:: LISTED ENTRIES ::

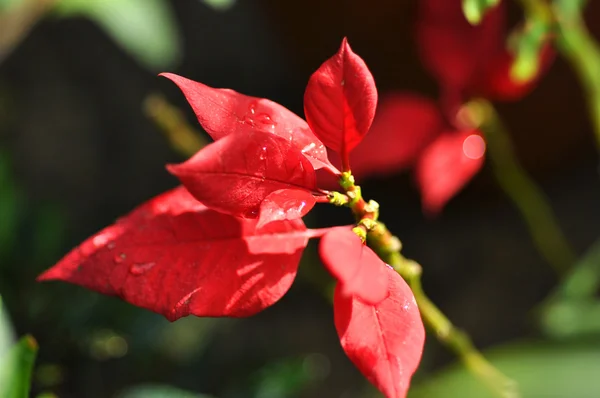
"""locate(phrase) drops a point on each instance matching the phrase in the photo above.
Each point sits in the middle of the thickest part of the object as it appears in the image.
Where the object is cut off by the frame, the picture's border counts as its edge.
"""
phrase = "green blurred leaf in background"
(573, 310)
(6, 4)
(6, 334)
(542, 370)
(219, 5)
(475, 10)
(145, 28)
(158, 391)
(16, 362)
(9, 206)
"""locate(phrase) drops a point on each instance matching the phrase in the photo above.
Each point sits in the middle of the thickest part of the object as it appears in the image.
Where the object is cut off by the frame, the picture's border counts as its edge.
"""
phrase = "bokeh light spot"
(474, 146)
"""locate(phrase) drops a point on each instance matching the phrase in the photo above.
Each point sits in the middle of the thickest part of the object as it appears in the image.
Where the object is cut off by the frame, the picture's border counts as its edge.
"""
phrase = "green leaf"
(6, 335)
(572, 309)
(475, 10)
(6, 4)
(158, 391)
(16, 366)
(568, 8)
(10, 198)
(541, 370)
(145, 28)
(526, 44)
(219, 5)
(572, 318)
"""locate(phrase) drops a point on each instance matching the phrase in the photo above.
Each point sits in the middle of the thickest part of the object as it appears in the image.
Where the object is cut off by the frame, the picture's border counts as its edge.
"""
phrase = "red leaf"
(356, 267)
(175, 257)
(453, 50)
(340, 101)
(222, 112)
(236, 173)
(497, 83)
(404, 125)
(385, 341)
(447, 165)
(285, 204)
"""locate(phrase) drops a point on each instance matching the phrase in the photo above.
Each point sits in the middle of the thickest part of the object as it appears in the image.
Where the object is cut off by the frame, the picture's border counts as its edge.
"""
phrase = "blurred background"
(79, 147)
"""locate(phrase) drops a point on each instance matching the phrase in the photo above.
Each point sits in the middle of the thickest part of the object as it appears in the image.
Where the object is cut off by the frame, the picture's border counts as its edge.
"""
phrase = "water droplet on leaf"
(141, 268)
(474, 146)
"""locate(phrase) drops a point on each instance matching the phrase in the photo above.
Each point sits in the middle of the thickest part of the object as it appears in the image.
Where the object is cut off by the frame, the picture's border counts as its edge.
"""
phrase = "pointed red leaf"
(174, 256)
(451, 48)
(285, 204)
(447, 165)
(222, 112)
(236, 173)
(357, 268)
(404, 125)
(340, 101)
(385, 341)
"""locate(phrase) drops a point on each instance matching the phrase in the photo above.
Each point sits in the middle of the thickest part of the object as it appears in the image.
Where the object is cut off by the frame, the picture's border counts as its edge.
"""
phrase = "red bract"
(174, 256)
(356, 267)
(236, 173)
(285, 204)
(222, 112)
(451, 48)
(404, 125)
(444, 159)
(385, 340)
(229, 242)
(446, 166)
(470, 60)
(340, 102)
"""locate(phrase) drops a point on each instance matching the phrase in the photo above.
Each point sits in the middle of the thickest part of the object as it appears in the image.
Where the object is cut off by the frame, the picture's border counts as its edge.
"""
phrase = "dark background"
(83, 152)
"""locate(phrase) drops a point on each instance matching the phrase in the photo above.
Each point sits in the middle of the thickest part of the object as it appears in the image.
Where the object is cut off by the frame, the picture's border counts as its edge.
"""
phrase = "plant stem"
(577, 46)
(388, 247)
(520, 187)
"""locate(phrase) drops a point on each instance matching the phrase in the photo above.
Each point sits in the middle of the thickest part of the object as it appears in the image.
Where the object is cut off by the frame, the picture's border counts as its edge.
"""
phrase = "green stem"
(521, 188)
(388, 247)
(581, 50)
(577, 46)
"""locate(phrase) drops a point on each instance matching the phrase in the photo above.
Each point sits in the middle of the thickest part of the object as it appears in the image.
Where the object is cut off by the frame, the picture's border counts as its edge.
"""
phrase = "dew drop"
(141, 268)
(253, 213)
(263, 153)
(309, 147)
(100, 240)
(474, 146)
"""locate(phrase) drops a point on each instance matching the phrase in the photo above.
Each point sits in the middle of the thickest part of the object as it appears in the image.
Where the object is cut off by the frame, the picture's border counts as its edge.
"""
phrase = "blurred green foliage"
(16, 362)
(475, 10)
(158, 391)
(542, 370)
(573, 310)
(145, 28)
(220, 5)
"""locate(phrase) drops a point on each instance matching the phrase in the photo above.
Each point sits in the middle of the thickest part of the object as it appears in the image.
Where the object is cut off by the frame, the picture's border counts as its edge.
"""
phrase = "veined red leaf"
(385, 341)
(236, 173)
(340, 101)
(285, 204)
(176, 257)
(446, 166)
(404, 125)
(453, 50)
(359, 271)
(222, 112)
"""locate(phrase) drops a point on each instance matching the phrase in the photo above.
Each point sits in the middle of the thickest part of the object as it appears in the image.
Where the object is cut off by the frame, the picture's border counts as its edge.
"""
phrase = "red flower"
(410, 131)
(228, 243)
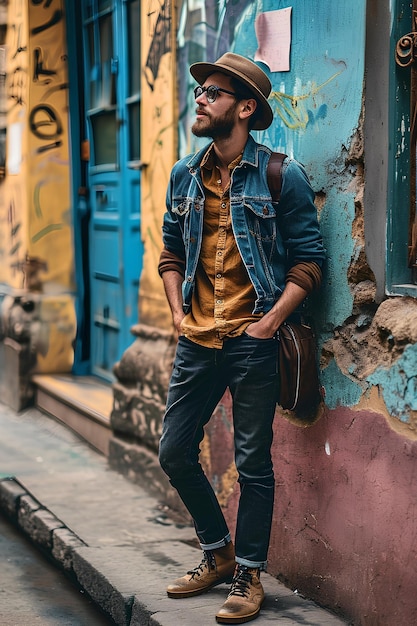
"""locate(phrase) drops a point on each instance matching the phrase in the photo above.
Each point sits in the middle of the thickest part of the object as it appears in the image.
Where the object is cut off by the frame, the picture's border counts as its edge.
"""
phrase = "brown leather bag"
(299, 380)
(299, 388)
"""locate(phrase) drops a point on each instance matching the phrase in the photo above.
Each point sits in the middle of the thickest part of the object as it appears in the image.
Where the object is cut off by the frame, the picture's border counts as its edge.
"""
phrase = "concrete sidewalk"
(110, 535)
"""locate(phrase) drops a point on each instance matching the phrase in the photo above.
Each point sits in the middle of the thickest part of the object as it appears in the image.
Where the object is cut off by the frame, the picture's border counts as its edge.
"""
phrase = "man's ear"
(247, 108)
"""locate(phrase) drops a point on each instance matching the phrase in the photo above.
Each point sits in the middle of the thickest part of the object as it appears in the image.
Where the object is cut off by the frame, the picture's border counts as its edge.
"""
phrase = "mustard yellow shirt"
(223, 298)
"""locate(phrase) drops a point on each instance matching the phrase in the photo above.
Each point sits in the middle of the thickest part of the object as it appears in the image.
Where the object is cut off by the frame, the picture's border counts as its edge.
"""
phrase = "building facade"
(96, 105)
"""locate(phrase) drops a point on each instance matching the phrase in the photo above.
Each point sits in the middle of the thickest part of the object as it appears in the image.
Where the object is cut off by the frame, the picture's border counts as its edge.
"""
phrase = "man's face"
(216, 119)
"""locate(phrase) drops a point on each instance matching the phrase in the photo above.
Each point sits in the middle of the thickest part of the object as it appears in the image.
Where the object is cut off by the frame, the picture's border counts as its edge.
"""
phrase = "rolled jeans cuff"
(252, 564)
(217, 544)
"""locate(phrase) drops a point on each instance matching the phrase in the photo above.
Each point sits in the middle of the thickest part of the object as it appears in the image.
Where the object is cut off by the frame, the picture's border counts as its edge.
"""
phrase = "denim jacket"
(270, 236)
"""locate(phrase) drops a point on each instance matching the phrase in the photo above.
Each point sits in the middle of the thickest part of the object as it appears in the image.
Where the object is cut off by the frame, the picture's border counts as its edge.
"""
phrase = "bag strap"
(274, 174)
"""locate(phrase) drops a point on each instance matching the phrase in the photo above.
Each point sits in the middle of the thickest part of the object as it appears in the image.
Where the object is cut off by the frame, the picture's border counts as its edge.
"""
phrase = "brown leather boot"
(245, 598)
(216, 567)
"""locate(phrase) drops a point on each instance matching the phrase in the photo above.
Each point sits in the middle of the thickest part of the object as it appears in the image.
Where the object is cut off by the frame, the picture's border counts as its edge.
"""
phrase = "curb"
(111, 574)
(62, 546)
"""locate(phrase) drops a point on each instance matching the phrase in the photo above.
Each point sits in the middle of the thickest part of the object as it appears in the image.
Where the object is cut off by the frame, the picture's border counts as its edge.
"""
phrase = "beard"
(216, 127)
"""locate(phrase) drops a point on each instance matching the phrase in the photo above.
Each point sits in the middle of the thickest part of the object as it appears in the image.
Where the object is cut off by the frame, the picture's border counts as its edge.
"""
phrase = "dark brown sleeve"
(169, 261)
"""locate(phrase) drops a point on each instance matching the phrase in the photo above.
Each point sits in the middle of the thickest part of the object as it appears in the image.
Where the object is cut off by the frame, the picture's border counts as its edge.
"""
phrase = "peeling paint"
(399, 384)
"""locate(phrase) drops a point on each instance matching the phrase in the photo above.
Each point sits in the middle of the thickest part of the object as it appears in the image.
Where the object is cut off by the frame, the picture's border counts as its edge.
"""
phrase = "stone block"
(142, 382)
(141, 466)
(10, 493)
(64, 542)
(117, 604)
(38, 523)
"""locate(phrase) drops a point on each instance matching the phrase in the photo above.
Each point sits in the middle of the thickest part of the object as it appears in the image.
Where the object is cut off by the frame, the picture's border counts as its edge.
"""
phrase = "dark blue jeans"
(199, 379)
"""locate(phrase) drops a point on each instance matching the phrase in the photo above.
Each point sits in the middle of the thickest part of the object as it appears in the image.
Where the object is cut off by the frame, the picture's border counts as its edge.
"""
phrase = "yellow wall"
(13, 197)
(36, 251)
(158, 145)
(50, 227)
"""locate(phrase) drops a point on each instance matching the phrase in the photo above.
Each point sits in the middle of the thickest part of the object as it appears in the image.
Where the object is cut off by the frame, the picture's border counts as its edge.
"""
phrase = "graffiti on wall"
(48, 137)
(157, 149)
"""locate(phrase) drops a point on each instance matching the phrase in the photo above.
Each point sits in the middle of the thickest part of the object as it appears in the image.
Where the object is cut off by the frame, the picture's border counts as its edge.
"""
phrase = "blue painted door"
(112, 112)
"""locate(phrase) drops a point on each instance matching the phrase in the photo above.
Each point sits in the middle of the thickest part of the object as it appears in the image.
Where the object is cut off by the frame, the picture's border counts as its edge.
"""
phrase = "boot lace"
(208, 562)
(241, 582)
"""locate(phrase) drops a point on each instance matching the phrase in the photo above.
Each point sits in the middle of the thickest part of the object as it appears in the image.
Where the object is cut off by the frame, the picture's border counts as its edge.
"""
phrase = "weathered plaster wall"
(344, 529)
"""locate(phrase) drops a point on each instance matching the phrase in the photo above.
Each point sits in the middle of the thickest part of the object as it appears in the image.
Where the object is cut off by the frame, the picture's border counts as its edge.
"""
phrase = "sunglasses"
(212, 91)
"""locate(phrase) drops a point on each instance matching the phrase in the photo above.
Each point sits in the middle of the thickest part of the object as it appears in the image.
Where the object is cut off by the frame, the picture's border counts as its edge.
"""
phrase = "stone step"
(83, 403)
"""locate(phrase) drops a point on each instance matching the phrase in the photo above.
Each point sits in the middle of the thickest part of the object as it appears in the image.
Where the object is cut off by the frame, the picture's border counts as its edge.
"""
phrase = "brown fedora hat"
(248, 73)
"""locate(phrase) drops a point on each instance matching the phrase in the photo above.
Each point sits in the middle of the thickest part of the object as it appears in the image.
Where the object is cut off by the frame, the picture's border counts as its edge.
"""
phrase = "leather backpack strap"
(274, 175)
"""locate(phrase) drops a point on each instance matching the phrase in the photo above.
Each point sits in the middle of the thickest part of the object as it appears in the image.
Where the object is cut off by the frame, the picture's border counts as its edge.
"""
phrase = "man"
(235, 265)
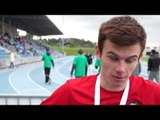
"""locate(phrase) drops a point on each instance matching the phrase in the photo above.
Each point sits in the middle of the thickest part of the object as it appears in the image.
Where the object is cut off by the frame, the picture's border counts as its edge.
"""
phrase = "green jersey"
(80, 61)
(47, 60)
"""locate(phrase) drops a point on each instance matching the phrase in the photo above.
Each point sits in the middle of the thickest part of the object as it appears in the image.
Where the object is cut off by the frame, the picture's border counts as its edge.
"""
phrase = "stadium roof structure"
(39, 25)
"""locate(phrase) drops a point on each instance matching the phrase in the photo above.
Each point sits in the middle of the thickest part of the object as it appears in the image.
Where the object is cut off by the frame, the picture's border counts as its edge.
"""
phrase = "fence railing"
(22, 99)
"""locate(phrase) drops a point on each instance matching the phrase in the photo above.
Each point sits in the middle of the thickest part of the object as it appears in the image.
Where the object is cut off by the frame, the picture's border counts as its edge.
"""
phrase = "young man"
(79, 65)
(120, 45)
(48, 60)
(153, 66)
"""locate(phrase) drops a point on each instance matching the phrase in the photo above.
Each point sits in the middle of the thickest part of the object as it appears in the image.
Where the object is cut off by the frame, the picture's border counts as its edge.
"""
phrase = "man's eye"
(113, 58)
(130, 60)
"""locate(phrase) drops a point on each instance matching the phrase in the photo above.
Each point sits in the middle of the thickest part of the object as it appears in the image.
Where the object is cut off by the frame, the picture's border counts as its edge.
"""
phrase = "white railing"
(22, 99)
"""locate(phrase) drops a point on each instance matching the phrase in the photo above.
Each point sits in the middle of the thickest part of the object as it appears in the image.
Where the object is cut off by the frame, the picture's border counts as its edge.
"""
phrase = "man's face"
(118, 62)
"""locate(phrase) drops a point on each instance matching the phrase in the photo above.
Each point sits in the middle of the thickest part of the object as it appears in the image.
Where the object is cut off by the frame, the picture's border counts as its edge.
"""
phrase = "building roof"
(39, 25)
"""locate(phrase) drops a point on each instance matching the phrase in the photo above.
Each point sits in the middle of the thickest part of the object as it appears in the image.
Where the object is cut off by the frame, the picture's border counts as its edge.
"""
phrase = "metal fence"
(22, 99)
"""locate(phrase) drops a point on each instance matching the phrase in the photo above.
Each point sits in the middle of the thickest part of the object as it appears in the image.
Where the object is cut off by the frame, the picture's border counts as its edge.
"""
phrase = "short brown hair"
(80, 51)
(123, 31)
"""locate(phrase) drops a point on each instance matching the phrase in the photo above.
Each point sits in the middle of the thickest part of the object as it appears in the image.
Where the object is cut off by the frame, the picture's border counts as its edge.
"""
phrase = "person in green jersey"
(79, 66)
(48, 60)
(98, 65)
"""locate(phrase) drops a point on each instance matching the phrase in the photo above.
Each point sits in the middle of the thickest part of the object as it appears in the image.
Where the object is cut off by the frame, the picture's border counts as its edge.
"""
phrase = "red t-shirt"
(80, 91)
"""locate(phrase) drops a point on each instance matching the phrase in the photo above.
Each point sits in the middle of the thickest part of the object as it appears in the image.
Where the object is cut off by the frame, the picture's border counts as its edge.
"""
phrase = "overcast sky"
(87, 26)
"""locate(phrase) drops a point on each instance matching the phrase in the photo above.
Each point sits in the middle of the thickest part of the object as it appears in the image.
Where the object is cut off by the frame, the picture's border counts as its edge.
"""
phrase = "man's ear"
(97, 52)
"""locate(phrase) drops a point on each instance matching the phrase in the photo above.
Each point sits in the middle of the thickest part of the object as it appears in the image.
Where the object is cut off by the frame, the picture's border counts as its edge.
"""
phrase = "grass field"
(73, 51)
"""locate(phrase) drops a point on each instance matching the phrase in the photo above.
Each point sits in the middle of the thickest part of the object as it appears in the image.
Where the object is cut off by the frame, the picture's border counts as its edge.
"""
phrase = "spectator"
(12, 60)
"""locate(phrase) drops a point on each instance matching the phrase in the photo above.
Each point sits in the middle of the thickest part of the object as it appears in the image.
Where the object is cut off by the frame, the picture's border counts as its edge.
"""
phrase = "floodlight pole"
(63, 35)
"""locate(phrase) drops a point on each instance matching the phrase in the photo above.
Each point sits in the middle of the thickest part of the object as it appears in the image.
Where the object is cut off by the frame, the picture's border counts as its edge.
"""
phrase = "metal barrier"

:::

WHAT IS BEING ASKED
State how many of the lines above contain the string "fence", treating uppercase and lowercase as distinct, and give only that number.

WRITTEN RESPONSE
2